EXERCÍCIO ESCRITO - Converta todos os itens abaixo em uma lista JSON de strings, com uma string para cada linha e sem incluir as linhas em branco.

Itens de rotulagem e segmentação
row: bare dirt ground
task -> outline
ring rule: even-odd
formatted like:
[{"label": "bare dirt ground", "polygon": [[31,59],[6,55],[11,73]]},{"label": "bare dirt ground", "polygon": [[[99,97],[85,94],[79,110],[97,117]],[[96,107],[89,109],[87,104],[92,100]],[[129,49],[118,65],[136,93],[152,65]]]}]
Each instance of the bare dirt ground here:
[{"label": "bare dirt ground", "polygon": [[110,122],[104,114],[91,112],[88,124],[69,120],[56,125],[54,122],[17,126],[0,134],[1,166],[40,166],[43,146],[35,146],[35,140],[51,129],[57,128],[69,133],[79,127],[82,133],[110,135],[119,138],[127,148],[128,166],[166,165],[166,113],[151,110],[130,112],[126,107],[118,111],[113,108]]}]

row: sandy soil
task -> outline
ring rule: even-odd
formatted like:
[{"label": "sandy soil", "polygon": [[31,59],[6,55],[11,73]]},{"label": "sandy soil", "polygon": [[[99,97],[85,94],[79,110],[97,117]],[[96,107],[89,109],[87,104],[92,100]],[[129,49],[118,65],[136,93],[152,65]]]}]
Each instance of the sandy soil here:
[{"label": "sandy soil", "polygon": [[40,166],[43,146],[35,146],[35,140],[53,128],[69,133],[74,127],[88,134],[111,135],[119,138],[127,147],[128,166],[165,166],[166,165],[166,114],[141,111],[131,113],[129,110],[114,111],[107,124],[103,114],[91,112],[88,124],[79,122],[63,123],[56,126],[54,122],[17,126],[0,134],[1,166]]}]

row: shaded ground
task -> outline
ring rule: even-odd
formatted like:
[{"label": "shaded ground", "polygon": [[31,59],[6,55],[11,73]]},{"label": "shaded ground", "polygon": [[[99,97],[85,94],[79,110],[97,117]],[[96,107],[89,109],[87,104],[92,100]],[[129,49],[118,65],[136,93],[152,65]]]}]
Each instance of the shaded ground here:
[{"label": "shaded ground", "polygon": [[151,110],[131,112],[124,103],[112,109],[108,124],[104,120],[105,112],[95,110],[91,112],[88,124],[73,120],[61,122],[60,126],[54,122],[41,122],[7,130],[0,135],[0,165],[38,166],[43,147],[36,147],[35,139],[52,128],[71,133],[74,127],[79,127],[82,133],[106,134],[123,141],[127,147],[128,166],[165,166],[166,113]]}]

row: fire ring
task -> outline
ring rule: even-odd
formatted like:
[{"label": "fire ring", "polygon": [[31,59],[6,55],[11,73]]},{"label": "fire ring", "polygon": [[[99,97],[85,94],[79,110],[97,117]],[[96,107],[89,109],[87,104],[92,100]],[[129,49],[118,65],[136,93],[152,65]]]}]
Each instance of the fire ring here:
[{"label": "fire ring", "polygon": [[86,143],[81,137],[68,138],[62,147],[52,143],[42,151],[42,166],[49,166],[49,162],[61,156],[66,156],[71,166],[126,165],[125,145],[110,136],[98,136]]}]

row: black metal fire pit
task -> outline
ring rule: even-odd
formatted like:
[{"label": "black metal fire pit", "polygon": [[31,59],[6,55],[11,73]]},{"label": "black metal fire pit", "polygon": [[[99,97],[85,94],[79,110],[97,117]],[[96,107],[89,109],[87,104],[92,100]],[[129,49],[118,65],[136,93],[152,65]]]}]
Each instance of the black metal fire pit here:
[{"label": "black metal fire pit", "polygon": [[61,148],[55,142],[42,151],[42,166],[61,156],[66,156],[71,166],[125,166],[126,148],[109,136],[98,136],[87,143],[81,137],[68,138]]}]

RESOLUÇÃO -
[
  "row: bare dirt ground",
  "task -> outline",
  "ring rule: even-odd",
  "formatted like:",
  "[{\"label\": \"bare dirt ground\", \"polygon\": [[31,59],[6,55],[11,73]]},{\"label\": \"bare dirt ground\", \"polygon\": [[[99,97],[85,94],[79,110],[97,117]],[[96,107],[89,109],[87,104],[92,100]],[[129,49],[118,65],[136,93],[152,65]]]}]",
  "Each instance of the bare dirt ground here:",
  "[{\"label\": \"bare dirt ground\", \"polygon\": [[110,122],[104,114],[91,112],[88,124],[69,120],[56,125],[54,122],[17,126],[0,134],[1,166],[40,166],[43,146],[35,146],[35,140],[51,129],[57,128],[69,133],[79,127],[82,133],[110,135],[119,138],[127,148],[128,166],[166,165],[166,113],[151,110],[130,112],[126,107],[118,111],[113,108]]}]",
  "row: sandy soil",
  "task -> outline",
  "ring rule: even-odd",
  "formatted like:",
  "[{\"label\": \"sandy soil\", \"polygon\": [[31,59],[6,55],[11,73]]},{\"label\": \"sandy soil\", \"polygon\": [[[99,97],[85,94],[79,110],[97,117]],[[96,107],[89,109],[87,104],[92,100]],[[129,49],[118,65],[136,93],[152,65]]]}]",
  "Each instance of the sandy soil here:",
  "[{\"label\": \"sandy soil\", \"polygon\": [[40,166],[43,146],[35,146],[35,140],[53,128],[69,133],[74,127],[88,134],[111,135],[119,138],[127,147],[128,166],[165,166],[166,165],[166,114],[141,111],[131,113],[129,110],[114,111],[107,124],[103,114],[91,112],[88,124],[79,122],[63,123],[56,126],[54,122],[17,126],[0,134],[1,166]]}]",
  "row: shaded ground",
  "task -> outline",
  "ring rule: even-odd",
  "formatted like:",
  "[{\"label\": \"shaded ground\", \"polygon\": [[31,59],[6,55],[11,73]]},{\"label\": \"shaded ground\", \"polygon\": [[[99,97],[85,94],[79,110],[97,117]],[[96,107],[89,109],[87,104],[92,100]],[[129,49],[118,65],[136,93],[152,65]]]}]",
  "Each instance of the shaded ground here:",
  "[{\"label\": \"shaded ground\", \"polygon\": [[151,110],[131,112],[124,103],[112,109],[108,124],[104,120],[105,112],[95,110],[91,112],[88,124],[73,120],[61,122],[60,126],[54,122],[41,122],[7,130],[0,135],[0,165],[38,166],[43,147],[36,147],[35,139],[52,128],[71,133],[74,127],[79,127],[82,133],[106,134],[123,141],[127,147],[128,166],[165,166],[166,113]]}]",
  "row: fire ring",
  "task -> outline",
  "ring rule: even-odd",
  "formatted like:",
  "[{\"label\": \"fire ring\", \"polygon\": [[31,59],[6,55],[11,73]]},{\"label\": \"fire ring\", \"polygon\": [[[99,97],[85,94],[79,110],[97,117]],[[96,107],[89,109],[87,104],[92,100]],[[129,49],[118,65],[136,93],[152,65]]]}]",
  "Each instance of the fire ring here:",
  "[{\"label\": \"fire ring\", \"polygon\": [[86,143],[81,137],[68,138],[62,147],[52,143],[42,151],[42,166],[49,166],[49,162],[61,156],[66,156],[71,166],[126,165],[125,145],[110,136],[98,136]]}]",
  "row: black metal fire pit",
  "task -> outline",
  "ring rule: even-odd",
  "formatted like:",
  "[{\"label\": \"black metal fire pit\", \"polygon\": [[31,59],[6,55],[11,73]]},{\"label\": \"black metal fire pit\", \"polygon\": [[[99,97],[85,94],[79,110],[97,117]],[[96,107],[89,109],[87,104],[92,100]],[[129,49],[118,65],[136,93],[152,65]]]}]",
  "Each instance of the black metal fire pit here:",
  "[{\"label\": \"black metal fire pit\", \"polygon\": [[61,148],[55,142],[42,151],[42,166],[61,156],[66,156],[71,166],[125,166],[126,148],[109,136],[98,136],[87,143],[81,137],[68,138]]}]"
]